### [Material for this task]

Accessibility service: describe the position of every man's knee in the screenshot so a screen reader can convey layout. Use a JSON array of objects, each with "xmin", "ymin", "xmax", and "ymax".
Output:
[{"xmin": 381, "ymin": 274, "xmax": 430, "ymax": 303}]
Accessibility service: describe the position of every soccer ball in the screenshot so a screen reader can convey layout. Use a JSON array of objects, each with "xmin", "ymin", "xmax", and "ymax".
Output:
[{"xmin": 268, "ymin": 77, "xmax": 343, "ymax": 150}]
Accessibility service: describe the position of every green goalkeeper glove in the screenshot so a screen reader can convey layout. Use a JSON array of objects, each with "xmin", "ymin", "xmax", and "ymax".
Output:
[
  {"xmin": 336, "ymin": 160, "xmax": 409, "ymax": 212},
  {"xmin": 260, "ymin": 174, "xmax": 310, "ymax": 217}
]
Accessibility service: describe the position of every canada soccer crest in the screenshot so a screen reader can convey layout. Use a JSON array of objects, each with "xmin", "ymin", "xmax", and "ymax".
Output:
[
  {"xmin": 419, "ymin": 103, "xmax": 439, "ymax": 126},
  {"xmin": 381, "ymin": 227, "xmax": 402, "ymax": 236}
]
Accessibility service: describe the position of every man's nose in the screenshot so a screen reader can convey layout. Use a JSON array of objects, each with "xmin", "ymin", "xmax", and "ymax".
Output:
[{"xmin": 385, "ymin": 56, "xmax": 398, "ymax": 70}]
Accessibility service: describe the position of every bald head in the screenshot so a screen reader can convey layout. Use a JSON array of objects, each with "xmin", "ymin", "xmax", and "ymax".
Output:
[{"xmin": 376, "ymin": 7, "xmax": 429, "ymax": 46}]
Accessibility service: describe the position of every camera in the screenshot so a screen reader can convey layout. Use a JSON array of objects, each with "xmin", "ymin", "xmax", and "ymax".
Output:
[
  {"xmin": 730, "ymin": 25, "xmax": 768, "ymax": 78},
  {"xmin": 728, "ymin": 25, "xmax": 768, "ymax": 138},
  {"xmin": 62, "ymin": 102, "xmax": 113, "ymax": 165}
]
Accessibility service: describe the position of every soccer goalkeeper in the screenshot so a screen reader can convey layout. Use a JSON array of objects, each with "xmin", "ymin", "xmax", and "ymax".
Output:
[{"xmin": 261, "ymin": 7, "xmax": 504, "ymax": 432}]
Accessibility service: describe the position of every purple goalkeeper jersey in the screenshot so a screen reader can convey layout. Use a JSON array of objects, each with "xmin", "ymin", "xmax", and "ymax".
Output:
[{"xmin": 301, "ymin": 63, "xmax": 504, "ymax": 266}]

### [Work request]
A single figure is required: the number of lines above in which the string "soccer" appears.

### [Completed task]
3